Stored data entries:

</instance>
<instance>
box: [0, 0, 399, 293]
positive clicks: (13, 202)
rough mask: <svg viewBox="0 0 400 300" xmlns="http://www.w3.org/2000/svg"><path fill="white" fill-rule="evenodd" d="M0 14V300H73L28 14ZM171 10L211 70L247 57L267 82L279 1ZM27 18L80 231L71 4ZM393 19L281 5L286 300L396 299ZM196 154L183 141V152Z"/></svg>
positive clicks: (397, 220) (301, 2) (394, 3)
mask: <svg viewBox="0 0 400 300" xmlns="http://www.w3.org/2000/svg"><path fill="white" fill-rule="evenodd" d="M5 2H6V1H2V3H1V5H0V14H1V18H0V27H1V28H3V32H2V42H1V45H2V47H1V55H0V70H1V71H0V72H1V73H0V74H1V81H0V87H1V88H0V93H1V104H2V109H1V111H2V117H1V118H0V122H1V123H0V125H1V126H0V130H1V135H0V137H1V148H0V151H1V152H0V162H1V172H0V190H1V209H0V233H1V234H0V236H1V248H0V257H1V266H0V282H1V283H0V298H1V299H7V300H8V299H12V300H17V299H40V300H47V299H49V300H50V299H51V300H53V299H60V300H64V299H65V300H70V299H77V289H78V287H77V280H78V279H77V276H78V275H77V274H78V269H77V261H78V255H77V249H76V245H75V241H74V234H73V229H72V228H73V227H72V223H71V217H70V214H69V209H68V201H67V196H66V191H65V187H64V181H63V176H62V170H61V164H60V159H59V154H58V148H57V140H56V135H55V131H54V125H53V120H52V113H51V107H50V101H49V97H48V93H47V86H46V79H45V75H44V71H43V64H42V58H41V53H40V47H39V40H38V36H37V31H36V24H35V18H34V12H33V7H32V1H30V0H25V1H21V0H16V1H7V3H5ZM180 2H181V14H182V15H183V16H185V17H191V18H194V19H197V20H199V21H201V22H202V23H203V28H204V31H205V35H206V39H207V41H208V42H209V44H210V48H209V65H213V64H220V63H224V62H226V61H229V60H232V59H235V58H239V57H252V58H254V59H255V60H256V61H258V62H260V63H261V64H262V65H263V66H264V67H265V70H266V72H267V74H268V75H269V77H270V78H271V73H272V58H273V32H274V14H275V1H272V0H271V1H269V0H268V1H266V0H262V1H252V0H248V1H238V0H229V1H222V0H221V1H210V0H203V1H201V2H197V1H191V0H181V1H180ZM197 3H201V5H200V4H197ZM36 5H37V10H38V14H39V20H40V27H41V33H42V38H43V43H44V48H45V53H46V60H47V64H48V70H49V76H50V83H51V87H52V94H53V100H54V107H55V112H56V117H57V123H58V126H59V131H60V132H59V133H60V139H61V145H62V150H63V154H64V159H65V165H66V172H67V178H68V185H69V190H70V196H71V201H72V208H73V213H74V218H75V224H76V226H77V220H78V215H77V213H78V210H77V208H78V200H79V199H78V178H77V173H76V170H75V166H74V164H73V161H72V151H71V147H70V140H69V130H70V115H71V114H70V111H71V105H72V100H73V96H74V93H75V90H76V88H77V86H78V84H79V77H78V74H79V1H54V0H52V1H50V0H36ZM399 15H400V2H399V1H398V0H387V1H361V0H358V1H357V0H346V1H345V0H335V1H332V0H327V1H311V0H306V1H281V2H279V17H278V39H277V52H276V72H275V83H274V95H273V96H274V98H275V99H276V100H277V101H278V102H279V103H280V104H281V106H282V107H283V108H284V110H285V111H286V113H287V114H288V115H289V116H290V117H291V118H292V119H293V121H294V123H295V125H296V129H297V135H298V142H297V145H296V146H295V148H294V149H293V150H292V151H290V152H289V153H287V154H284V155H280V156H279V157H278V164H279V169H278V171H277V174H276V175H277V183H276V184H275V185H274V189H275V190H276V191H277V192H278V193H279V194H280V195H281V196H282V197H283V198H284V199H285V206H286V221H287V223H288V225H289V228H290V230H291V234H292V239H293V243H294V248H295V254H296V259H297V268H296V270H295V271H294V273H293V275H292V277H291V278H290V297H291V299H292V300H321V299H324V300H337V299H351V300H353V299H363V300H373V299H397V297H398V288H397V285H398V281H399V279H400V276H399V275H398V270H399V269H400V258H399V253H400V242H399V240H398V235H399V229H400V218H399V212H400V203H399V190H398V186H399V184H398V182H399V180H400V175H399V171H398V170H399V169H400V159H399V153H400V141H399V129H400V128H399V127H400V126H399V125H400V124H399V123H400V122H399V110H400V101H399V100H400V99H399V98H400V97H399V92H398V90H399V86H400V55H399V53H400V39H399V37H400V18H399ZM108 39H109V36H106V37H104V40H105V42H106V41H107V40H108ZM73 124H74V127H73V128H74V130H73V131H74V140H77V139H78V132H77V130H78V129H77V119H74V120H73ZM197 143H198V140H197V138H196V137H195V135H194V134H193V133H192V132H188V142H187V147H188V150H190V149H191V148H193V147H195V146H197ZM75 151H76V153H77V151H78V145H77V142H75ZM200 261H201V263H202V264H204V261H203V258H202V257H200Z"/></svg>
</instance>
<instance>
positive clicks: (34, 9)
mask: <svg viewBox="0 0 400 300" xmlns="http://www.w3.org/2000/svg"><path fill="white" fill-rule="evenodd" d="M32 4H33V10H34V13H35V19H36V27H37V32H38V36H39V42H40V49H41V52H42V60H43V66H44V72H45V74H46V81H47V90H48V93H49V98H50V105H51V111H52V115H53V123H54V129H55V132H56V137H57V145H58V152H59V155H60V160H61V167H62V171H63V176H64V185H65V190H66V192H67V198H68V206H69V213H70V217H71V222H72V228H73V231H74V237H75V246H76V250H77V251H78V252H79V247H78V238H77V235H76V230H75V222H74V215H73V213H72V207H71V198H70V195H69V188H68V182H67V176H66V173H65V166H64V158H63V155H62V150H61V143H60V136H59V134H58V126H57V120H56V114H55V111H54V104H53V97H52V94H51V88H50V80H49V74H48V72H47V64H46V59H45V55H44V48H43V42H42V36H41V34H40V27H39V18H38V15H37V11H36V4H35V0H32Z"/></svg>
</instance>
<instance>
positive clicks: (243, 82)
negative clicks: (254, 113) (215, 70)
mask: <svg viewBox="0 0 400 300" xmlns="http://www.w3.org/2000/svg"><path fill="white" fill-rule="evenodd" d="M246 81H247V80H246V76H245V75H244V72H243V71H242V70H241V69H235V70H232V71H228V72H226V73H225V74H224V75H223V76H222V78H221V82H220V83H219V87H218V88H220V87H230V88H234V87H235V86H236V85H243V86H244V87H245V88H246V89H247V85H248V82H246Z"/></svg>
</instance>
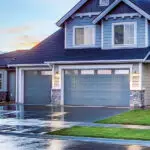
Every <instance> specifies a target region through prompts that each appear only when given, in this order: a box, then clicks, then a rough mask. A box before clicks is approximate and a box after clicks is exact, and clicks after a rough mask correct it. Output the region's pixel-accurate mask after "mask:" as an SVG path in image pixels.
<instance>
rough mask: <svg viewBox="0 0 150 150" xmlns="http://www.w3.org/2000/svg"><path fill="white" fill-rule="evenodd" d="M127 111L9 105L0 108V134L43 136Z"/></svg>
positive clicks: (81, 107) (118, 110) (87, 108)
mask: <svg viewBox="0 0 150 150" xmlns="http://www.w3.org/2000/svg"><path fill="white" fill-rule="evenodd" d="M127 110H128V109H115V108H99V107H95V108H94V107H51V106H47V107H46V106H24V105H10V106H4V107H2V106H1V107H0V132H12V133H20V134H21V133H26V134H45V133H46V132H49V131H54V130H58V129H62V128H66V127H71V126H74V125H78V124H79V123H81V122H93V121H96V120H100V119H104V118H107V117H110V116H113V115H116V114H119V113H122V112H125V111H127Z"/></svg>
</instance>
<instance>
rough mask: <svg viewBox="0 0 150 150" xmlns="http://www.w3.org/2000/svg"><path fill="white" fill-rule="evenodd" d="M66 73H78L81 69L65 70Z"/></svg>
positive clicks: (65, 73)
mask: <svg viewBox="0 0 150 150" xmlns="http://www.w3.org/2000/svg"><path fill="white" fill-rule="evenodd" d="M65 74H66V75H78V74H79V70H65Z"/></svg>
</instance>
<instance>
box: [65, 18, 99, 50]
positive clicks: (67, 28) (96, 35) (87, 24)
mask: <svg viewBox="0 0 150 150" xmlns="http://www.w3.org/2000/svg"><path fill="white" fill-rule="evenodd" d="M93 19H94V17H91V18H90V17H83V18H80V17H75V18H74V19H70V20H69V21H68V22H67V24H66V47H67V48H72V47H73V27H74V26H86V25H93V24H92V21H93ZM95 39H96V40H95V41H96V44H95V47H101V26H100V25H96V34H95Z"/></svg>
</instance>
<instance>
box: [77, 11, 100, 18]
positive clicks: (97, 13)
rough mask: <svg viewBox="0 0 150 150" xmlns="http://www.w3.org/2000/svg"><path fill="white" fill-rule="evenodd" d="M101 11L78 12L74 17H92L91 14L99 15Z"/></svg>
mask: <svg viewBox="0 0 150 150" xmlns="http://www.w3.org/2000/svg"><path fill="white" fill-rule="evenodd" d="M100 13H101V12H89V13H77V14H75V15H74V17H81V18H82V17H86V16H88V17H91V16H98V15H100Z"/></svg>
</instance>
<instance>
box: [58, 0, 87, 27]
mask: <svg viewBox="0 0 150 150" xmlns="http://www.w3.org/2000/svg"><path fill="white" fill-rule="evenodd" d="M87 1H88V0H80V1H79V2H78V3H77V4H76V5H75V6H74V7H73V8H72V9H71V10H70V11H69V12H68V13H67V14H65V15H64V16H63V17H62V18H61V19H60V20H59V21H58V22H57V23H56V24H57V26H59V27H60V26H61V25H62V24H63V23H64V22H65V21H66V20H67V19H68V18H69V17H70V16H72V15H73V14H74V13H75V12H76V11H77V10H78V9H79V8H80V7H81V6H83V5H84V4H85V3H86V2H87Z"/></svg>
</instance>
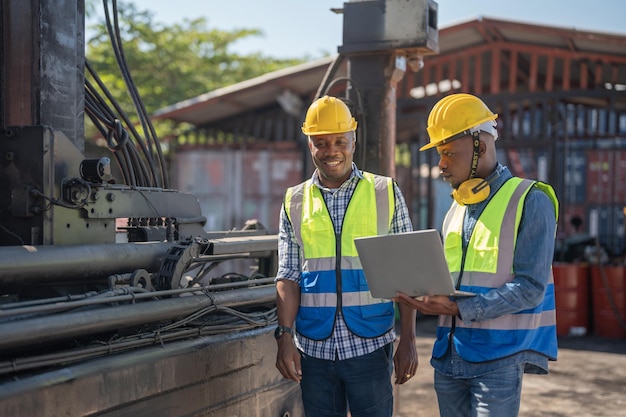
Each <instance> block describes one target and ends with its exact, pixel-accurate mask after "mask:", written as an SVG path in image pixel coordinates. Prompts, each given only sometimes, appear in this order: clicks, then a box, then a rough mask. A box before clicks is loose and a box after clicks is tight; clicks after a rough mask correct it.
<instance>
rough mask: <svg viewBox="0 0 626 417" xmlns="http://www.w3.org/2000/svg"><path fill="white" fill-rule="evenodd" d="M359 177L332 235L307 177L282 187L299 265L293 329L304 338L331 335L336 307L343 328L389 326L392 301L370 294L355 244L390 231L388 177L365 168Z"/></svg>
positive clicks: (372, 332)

**Work to complete:** Reproduce the rows from the start of the rows up to and including the line with "positive clicks: (397, 220) (301, 2) (394, 3)".

**Response:**
</instance>
<instance>
box: [0, 0, 399, 293]
positive clicks: (13, 202)
rough mask: <svg viewBox="0 0 400 300" xmlns="http://www.w3.org/2000/svg"><path fill="white" fill-rule="evenodd" d="M0 14V300H73L28 14ZM171 10L211 70L247 57L267 82L279 1ZM27 18L80 231L71 4ZM393 19L281 5L286 300L396 299ZM196 154L183 141V152Z"/></svg>
positive clicks: (397, 220) (301, 2) (394, 3)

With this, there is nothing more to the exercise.